*** EXTRACT PROVIDED ***
He went further. Counsel De Silva who was appearing for Secretary Jayasundera in his official capacity and not for Jayasundera, a private citizen, said that the constitution does not prohibit even the Chief Justice of Sri Lanka being a foreign national.

This issue arose because in the course of submissions made on behalf of petitioners the question of foreigners serving on the Port City Commission that would be appointed by Sri Lanka’s President would violate the constitution and related issues.

Counsel de Silva added that there was no impediment to foreign nationals being appointed to independent state institutions except the Urban Development Authority as the UDA Act expressly bars it.

Romesh de Silva, to my mind, is better known as a leading commercial lawyer than a constitutional expert. But right now he is also heading the constitution drafting committee. Appearing as he did for the Secretary to the President one could say he was making submissions on behalf of the government.

The counsel’s argument is not new. If I remember correctly it was made by Dr Nihal Jayawickrama some six years or so ago when the setting up hybrid courts to hear accountability and war related trials was first recommended by the then UN High Commissioner for Human Rights in a report on Sri Lanka and subsequently in the UNHRC Resolution 30/1 which the Sirisena-Wickremesinghe government co-sponsored.

In the course of his article Dr Nihal Jayawickreme wrote: “There is no constitutional impediment to the appointment of non-citizens to our highest court exercising criminal jurisdiction – the High Court.  Nor is there any constitutional impediment to Parliament establishing any other courts of First Instance, or other tribunals or institutions to exercise judicial power.”

In the latter days of the Sirisena-Wickremesinghe government and from the inception of Sri Lanka Podujana Peramuna (SLPP) now in government, they have vociferously maintained that “our constitution” does not permit foreign judges, lawyers, prosecutors and hybrid courts.
*** End of EXTRACT PROVIDED ***
*** DATA PROVIDED ***
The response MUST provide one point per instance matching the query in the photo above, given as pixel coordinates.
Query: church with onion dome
*** End of DATA PROVIDED ***
*** DATA PROVIDED ***
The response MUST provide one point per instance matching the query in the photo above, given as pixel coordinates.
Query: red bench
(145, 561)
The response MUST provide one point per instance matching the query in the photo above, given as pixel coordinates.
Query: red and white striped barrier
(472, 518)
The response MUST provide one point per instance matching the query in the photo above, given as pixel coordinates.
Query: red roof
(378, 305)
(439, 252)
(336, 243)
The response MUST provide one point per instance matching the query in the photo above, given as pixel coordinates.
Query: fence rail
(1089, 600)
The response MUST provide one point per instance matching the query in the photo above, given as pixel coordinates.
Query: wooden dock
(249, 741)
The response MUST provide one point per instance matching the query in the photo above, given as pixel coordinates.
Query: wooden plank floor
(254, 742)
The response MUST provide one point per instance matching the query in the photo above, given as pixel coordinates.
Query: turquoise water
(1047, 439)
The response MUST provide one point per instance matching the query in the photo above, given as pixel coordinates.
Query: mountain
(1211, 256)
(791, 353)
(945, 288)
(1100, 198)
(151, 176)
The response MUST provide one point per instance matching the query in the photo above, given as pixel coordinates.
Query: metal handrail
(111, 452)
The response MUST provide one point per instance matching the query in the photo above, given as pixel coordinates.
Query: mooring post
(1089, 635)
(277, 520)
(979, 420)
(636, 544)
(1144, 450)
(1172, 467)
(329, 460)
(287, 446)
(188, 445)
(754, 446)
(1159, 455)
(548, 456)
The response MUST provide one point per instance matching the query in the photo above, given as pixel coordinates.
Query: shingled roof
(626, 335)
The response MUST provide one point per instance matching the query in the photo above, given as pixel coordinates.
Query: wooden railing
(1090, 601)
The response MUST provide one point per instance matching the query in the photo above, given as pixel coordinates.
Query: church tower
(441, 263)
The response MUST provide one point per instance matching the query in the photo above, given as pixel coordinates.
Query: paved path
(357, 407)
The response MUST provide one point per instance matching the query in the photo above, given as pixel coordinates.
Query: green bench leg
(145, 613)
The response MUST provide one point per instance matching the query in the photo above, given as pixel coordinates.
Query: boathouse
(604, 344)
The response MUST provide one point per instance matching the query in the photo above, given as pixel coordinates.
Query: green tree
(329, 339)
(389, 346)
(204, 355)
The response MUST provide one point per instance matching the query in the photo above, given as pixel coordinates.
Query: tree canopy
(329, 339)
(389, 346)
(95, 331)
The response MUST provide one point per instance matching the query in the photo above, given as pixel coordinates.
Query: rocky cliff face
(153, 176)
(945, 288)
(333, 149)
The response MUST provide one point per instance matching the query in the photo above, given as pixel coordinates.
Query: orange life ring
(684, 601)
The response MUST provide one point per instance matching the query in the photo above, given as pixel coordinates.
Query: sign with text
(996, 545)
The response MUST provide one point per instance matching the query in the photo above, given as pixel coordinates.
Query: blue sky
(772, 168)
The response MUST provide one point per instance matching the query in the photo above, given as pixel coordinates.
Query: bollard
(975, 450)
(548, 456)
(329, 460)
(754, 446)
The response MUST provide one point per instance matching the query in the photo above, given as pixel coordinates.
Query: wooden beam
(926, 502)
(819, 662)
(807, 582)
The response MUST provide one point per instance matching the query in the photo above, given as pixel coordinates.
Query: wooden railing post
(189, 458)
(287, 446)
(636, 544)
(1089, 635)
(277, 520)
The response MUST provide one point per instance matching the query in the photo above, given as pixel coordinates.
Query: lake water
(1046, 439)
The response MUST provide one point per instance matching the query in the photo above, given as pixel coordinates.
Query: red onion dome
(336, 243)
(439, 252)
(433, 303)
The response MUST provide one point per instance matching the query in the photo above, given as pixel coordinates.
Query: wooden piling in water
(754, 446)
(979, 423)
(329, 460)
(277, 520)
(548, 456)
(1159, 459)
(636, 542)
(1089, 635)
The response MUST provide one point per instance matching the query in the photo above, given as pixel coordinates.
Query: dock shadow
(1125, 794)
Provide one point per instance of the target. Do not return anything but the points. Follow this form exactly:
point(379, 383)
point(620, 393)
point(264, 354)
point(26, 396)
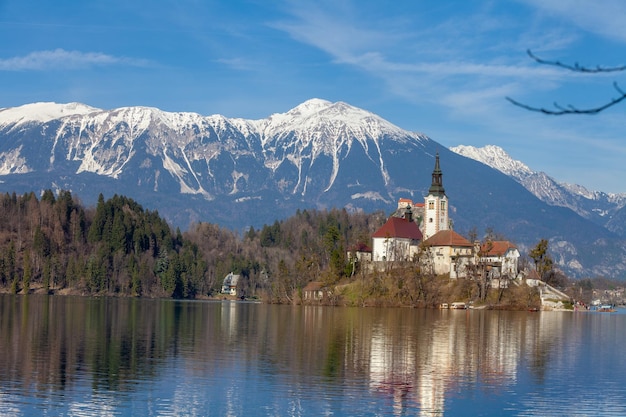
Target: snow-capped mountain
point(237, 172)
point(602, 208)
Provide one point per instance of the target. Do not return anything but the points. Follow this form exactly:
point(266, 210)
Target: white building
*** End of DATA PROVIDED ***
◆ REQUIRED ACTION 1 ◆
Rewrite the Port City case commentary from "Counsel de Silva added" to "Sirisena-Wickremesinghe government co-sponsored.", renaming "hybrid courts" as "mixed tribunals".
◆ REQUIRED ACTION 2 ◆
According to the Port City case commentary, what expressly bars foreign nationals from being appointed to the Urban Development Authority?
◆ REQUIRED ACTION 3 ◆
Which people does the Port City case commentary mention by name?

◆ SOLUTION 1 ◆
Counsel de Silva added that there was no impediment to foreign nationals being appointed to independent state institutions except the Urban Development Authority as the UDA Act expressly bars it.

Romesh de Silva, to my mind, is better known as a leading commercial lawyer than a constitutional expert. But right now he is also heading the constitution drafting committee. Appearing as he did for the Secretary to the President one could say he was making submissions on behalf of the government.

The counsel’s argument is not new. If I remember correctly it was made by Dr Nihal Jayawickrama some six years or so ago when the setting up mixed tribunals to hear accountability and war related trials was first recommended by the then UN High Commissioner for Human Rights in a report on Sri Lanka and subsequently in the UNHRC Resolution 30/1 which the Sirisena-Wickremesinghe government co-sponsored.

◆ SOLUTION 2 ◆
The UDA Act.

◆ SOLUTION 3 ◆
Romesh de Silva, Jayasundera, Dr Nihal Jayawickrama, Sirisena, Wickremesinghe